## Start
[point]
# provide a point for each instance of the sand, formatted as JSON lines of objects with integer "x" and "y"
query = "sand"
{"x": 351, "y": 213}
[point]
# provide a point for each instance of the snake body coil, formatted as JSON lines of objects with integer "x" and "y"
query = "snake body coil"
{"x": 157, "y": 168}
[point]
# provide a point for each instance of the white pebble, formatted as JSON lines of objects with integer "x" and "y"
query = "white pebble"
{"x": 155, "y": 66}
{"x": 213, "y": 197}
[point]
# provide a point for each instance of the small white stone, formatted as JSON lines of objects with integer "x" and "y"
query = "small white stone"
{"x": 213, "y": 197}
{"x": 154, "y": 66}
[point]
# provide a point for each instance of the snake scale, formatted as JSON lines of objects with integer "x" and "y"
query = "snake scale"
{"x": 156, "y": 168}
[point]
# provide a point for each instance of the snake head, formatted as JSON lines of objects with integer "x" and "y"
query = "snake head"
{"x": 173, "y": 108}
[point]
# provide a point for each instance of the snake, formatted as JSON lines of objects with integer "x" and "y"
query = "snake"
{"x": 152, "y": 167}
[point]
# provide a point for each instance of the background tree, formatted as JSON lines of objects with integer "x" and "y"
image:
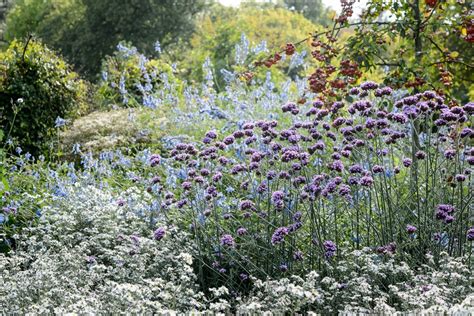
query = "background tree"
{"x": 313, "y": 10}
{"x": 85, "y": 31}
{"x": 221, "y": 29}
{"x": 419, "y": 44}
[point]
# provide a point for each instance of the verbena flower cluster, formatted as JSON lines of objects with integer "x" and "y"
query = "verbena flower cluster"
{"x": 380, "y": 171}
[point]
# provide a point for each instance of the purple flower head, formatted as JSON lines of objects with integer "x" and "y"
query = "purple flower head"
{"x": 227, "y": 240}
{"x": 407, "y": 162}
{"x": 355, "y": 169}
{"x": 354, "y": 91}
{"x": 217, "y": 176}
{"x": 241, "y": 231}
{"x": 450, "y": 153}
{"x": 329, "y": 249}
{"x": 466, "y": 132}
{"x": 186, "y": 185}
{"x": 420, "y": 154}
{"x": 211, "y": 134}
{"x": 298, "y": 255}
{"x": 229, "y": 140}
{"x": 377, "y": 169}
{"x": 247, "y": 205}
{"x": 368, "y": 85}
{"x": 277, "y": 196}
{"x": 337, "y": 166}
{"x": 243, "y": 277}
{"x": 155, "y": 160}
{"x": 366, "y": 181}
{"x": 470, "y": 234}
{"x": 159, "y": 233}
{"x": 411, "y": 229}
{"x": 279, "y": 235}
{"x": 449, "y": 219}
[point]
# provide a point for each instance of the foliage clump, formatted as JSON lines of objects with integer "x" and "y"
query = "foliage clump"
{"x": 36, "y": 87}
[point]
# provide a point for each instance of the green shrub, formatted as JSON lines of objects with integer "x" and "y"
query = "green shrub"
{"x": 36, "y": 87}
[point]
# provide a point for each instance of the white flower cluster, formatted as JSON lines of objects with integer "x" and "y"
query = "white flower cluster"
{"x": 365, "y": 283}
{"x": 92, "y": 255}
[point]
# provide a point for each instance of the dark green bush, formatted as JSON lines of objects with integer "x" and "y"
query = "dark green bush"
{"x": 36, "y": 87}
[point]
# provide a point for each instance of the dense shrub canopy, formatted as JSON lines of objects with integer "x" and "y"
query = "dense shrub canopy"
{"x": 86, "y": 31}
{"x": 222, "y": 29}
{"x": 36, "y": 87}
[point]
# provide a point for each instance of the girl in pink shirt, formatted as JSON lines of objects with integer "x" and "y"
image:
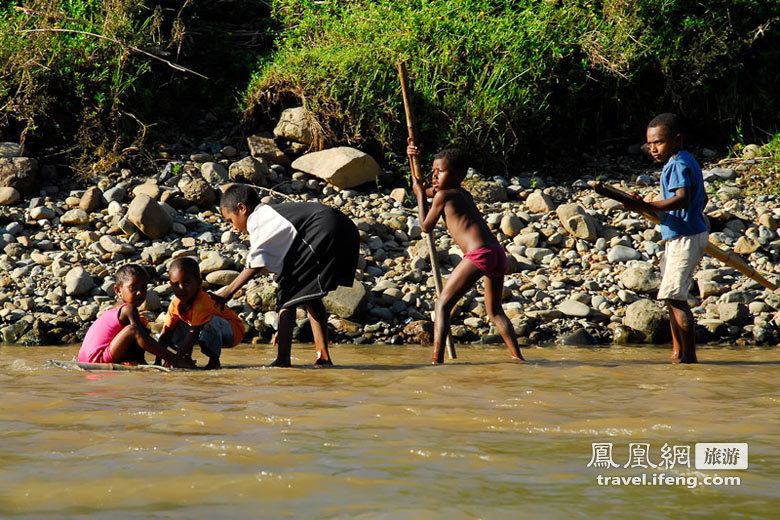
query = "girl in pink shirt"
{"x": 119, "y": 335}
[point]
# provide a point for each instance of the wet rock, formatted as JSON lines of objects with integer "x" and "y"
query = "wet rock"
{"x": 78, "y": 282}
{"x": 347, "y": 302}
{"x": 650, "y": 320}
{"x": 641, "y": 278}
{"x": 577, "y": 222}
{"x": 296, "y": 124}
{"x": 250, "y": 170}
{"x": 420, "y": 331}
{"x": 539, "y": 202}
{"x": 20, "y": 173}
{"x": 343, "y": 167}
{"x": 149, "y": 216}
{"x": 265, "y": 147}
{"x": 9, "y": 196}
{"x": 92, "y": 200}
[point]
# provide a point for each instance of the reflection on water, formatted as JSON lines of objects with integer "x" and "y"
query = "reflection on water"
{"x": 381, "y": 435}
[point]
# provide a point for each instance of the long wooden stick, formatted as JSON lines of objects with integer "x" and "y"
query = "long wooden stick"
{"x": 727, "y": 257}
{"x": 414, "y": 164}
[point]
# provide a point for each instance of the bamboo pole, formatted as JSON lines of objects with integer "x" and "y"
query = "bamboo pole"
{"x": 414, "y": 165}
{"x": 729, "y": 258}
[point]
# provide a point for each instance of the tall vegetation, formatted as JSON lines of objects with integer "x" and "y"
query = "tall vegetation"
{"x": 510, "y": 78}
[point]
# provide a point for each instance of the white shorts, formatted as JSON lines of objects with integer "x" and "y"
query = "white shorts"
{"x": 681, "y": 256}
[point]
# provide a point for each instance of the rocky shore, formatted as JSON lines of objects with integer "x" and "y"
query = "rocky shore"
{"x": 581, "y": 269}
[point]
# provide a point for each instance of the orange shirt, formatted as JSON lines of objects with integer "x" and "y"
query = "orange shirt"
{"x": 203, "y": 308}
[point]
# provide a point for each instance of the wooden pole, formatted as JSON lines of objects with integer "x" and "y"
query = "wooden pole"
{"x": 414, "y": 165}
{"x": 727, "y": 257}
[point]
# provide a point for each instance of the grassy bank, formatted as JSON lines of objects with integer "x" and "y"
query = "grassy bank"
{"x": 516, "y": 80}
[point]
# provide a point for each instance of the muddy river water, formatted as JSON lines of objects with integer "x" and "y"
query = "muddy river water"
{"x": 384, "y": 435}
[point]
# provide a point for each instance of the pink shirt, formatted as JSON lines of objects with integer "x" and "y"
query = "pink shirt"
{"x": 95, "y": 349}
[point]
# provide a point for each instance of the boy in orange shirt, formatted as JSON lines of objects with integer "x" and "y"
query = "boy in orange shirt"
{"x": 193, "y": 316}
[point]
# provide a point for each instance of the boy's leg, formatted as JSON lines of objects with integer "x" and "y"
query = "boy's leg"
## End
→ EXERCISE
Each record must be quoted in full and exactly. Do not include the pictures.

→ SOLUTION TO THIS EXERCISE
[point]
# provide a point for each instance of the sand, formatted as JSON lines of objects with integer "x" and "y"
query = "sand"
{"x": 351, "y": 213}
[point]
# provide a point for each instance of the snake body coil, formatted as JSON lines of objects with integer "x" and "y"
query = "snake body coil"
{"x": 157, "y": 168}
[point]
# provide a point for each instance of the white pebble, formatted as JSON lines of objects with integer "x" and "y"
query = "white pebble"
{"x": 155, "y": 66}
{"x": 213, "y": 197}
[point]
# provide a point for each instance of the small white stone, formatted as JSON lines of objects with integer "x" and "y"
query = "small white stone"
{"x": 213, "y": 197}
{"x": 154, "y": 66}
[point]
# provide a point for each instance of the snake scale, formatted as JSON lines of objects with integer "x" and "y"
query = "snake scale"
{"x": 156, "y": 168}
[point]
# provide a point for each instance of the snake head, formatted as JSON lines of objects with integer "x" and "y"
query = "snake head"
{"x": 173, "y": 108}
[point]
# provide a point for each instance of the snake, formatted as JSON lines of objects with integer "x" and "y"
query = "snake"
{"x": 152, "y": 167}
[point]
# provide a point for each instance of the background tree, formatted as JSON lines of objects with integer "x" and "y"
image:
query = "background tree"
{"x": 313, "y": 10}
{"x": 85, "y": 31}
{"x": 221, "y": 29}
{"x": 419, "y": 44}
[point]
# provide a point for each instance of the verbena flower cluster, formatted as JSON lines of objects with integer "x" and "y"
query = "verbena flower cluster"
{"x": 380, "y": 171}
[point]
# provide a point for each instance of the purple flower head, formatted as JSON lines of objects with integer "x" and "y"
query = "purple flower head"
{"x": 227, "y": 240}
{"x": 407, "y": 162}
{"x": 355, "y": 169}
{"x": 354, "y": 91}
{"x": 217, "y": 176}
{"x": 241, "y": 231}
{"x": 450, "y": 153}
{"x": 329, "y": 249}
{"x": 466, "y": 132}
{"x": 186, "y": 185}
{"x": 420, "y": 154}
{"x": 211, "y": 134}
{"x": 298, "y": 255}
{"x": 229, "y": 140}
{"x": 377, "y": 169}
{"x": 247, "y": 205}
{"x": 368, "y": 85}
{"x": 277, "y": 196}
{"x": 337, "y": 166}
{"x": 243, "y": 277}
{"x": 155, "y": 160}
{"x": 366, "y": 181}
{"x": 470, "y": 234}
{"x": 159, "y": 233}
{"x": 411, "y": 229}
{"x": 279, "y": 235}
{"x": 449, "y": 219}
[point]
# provide a point for each instance of the foliage clump, formatted as JSON lines of objects with integer "x" and "y"
query = "foliage clump"
{"x": 36, "y": 87}
[point]
# provide a point for each instance of the green shrub, formatted as JSON lines of objects with integer "x" and "y"
query = "green shrub"
{"x": 36, "y": 87}
[point]
# provide a point for each instance of the white flower cluster, formatted as JSON lines of objects with integer "x" and "y"
query = "white flower cluster"
{"x": 365, "y": 283}
{"x": 92, "y": 255}
[point]
# provide a point for each instance of the dark green bush, formatted as JSON lines of objects with integer "x" and "y"
query = "dark green bush"
{"x": 36, "y": 87}
[point]
# provide a point for each instance of the dense shrub canopy, formatted as JSON lines of objects with integer "x" and "y"
query = "dense shrub canopy"
{"x": 86, "y": 31}
{"x": 222, "y": 29}
{"x": 36, "y": 87}
[point]
# provide a point for each instance of the girl in pink shirt, formatted as JSON lines of objects with integer "x" and "y"
image:
query = "girl in pink shirt"
{"x": 119, "y": 335}
[point]
# provide a point for each instance of the wet rock, formatted as JSON lines of objects with integer "x" and "y"
query = "wet rock"
{"x": 78, "y": 282}
{"x": 347, "y": 302}
{"x": 650, "y": 320}
{"x": 641, "y": 278}
{"x": 577, "y": 222}
{"x": 296, "y": 124}
{"x": 250, "y": 170}
{"x": 420, "y": 331}
{"x": 539, "y": 202}
{"x": 20, "y": 173}
{"x": 343, "y": 167}
{"x": 149, "y": 216}
{"x": 265, "y": 147}
{"x": 9, "y": 196}
{"x": 92, "y": 200}
[point]
# provide a point for each instance of the reflection on water, formatted as JSON lines of objects with integer "x" and "y"
query = "reflection on water"
{"x": 381, "y": 435}
[point]
# provide a point for each instance of the long wooden stick, formatted as JSON lines of objects with integer "x" and "y"
query = "long wooden stick"
{"x": 727, "y": 257}
{"x": 414, "y": 164}
[point]
# provide a point for each instance of the bamboo pole, formatted as JSON lines of objects with integer "x" and "y"
query = "bamboo pole"
{"x": 414, "y": 165}
{"x": 729, "y": 258}
[point]
# provide a point for each instance of the tall vegetation, formatted as JSON lines of objects with integer "x" and "y"
query = "tall vegetation"
{"x": 510, "y": 78}
[point]
# provide a point for each instance of the white shorts, formatted as JSON lines of objects with integer "x" and "y"
query = "white shorts"
{"x": 681, "y": 256}
[point]
# provide a point for each instance of the rocky shore, formatted as JSON lines of objects with integer "x" and "y"
query = "rocky shore"
{"x": 581, "y": 269}
[point]
# provide a point for each instance of the orange shirt, formatted as JSON lines of objects with integer "x" and "y"
query = "orange shirt"
{"x": 203, "y": 308}
[point]
# provide a point for each instance of the wooden pole, formatted as JSON lines of objects with integer "x" and "y"
query = "wooden pole"
{"x": 414, "y": 165}
{"x": 727, "y": 257}
[point]
# provide a point for each instance of the grassy bank, formatted as JSON lines of objects with integer "x" and "y"
query = "grassy bank"
{"x": 516, "y": 80}
[point]
# provide a point for each instance of the muddy river water, formatted as JSON lines of objects with integer "x" and "y"
query = "muddy river water"
{"x": 384, "y": 435}
[point]
# provide a point for each instance of the pink shirt, formatted as JSON lines of objects with integer "x" and "y"
query = "pink shirt"
{"x": 95, "y": 349}
[point]
# provide a point for each instance of the boy in orange shirt, formatted as JSON lines of objects with integer "x" and "y"
query = "boy in orange shirt"
{"x": 193, "y": 316}
[point]
# provide a point for each instance of the boy's leg, formatted as JSON lines of objects with integer "x" and "y"
query = "boy's leg"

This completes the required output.